Exercise prompt:
Continue the news article on the Supreme Court's skepticism toward the FDA's authority to regulate cigarettes, starting after its final sentence.

Article:
------------------------
The Supreme Court was highly skeptical yesterday of the Food and Drug Administration's claim that it can regulate cigarettes, suggesting a major setback for the Clinton administration's efforts to restrain the tobacco industry.

During one of the most vigorous oral arguments at the court in months, the justices suggested by their questions that they were almost certain to invalidate the FDA's watershed effort to regulate the nicotine in cigarettes and smokeless tobacco as a drug.

Justices across the ideological spectrum homed in on weaknesses in the government's case, notably that the FDA had for decades said it lacked the authority to regulate tobacco and that the agency's historical mandate is to oversee items intended to make people healthier. "It just doesn't fit," said Justice Sandra Day O'Connor, noting that the FDA is charged with ensuring that drugs are safe and effective and "it strains credibility" to claim cigarettes are safe.

Yesterday's case arises against a backdrop of escalating legal attacks on Big Tobacco over the past several years, including a recent Florida class action verdict that could cost the industry billions of dollars and a massive new lawsuit filed against the industry by the Justice Department.
------------------------
Recorded information:

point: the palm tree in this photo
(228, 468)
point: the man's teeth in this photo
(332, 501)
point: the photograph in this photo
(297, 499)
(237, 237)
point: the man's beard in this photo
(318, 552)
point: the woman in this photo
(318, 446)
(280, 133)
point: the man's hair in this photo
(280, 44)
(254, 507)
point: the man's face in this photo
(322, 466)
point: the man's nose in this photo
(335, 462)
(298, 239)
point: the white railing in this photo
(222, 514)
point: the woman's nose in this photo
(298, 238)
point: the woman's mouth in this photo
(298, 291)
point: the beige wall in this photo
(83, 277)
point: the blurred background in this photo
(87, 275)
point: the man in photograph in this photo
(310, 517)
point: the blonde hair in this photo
------------------------
Answer to this task:
The dispute before the court began in 1996, when the FDA declared it could regulate the nicotine in tobacco products and proposed rules to restrict their sale and marketing to young people. The agency drew this authority from the 1938 Food, Drug and Cosmetic Act, which gave the FDA jurisdiction over drugs and devices "intended to affect the structure or any function of the body." The agency asserted that nicotine's effects on the body were clearly "intended" by cigarette makers.

But tobacco companies challenged the FDA's proposed restrictions, and last year the U.S. Court of Appeals for the 4th Circuit ruled that the agency lacked authority over tobacco, saying that such power lies with Congress alone.

In the government's appeal yesterday, Solicitor General Seth P. Waxman compared the effects of nicotine in cigarettes to other drugs that are addictive or work as stimulants, sedatives or appetite suppressants.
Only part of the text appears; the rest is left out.